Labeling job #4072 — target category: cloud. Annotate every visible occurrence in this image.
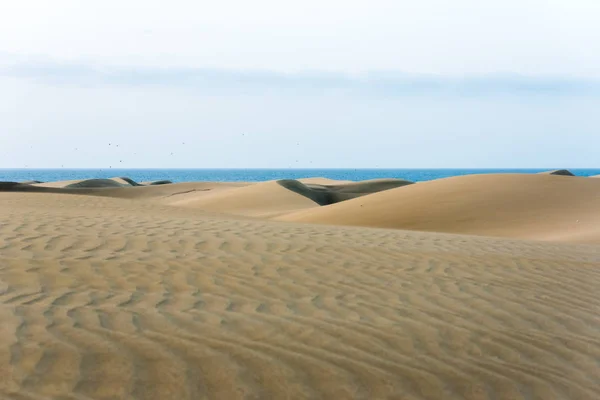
[0,55,600,96]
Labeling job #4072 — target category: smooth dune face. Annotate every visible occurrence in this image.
[278,174,600,243]
[0,175,600,400]
[539,169,575,176]
[164,181,318,216]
****************
#### [GIVEN INSTRUCTION]
Copy out every row above word for word, leaving out the picture.

#### [TASK RESULT]
Labeling job #4072 — target category: cloud. Annotate every visible occurrence in this image.
[0,55,600,96]
Labeling job #4072 — target category: smooth dune face. Annotate every visible occurrence in this image.
[278,174,600,243]
[0,175,600,400]
[539,169,575,176]
[164,181,318,216]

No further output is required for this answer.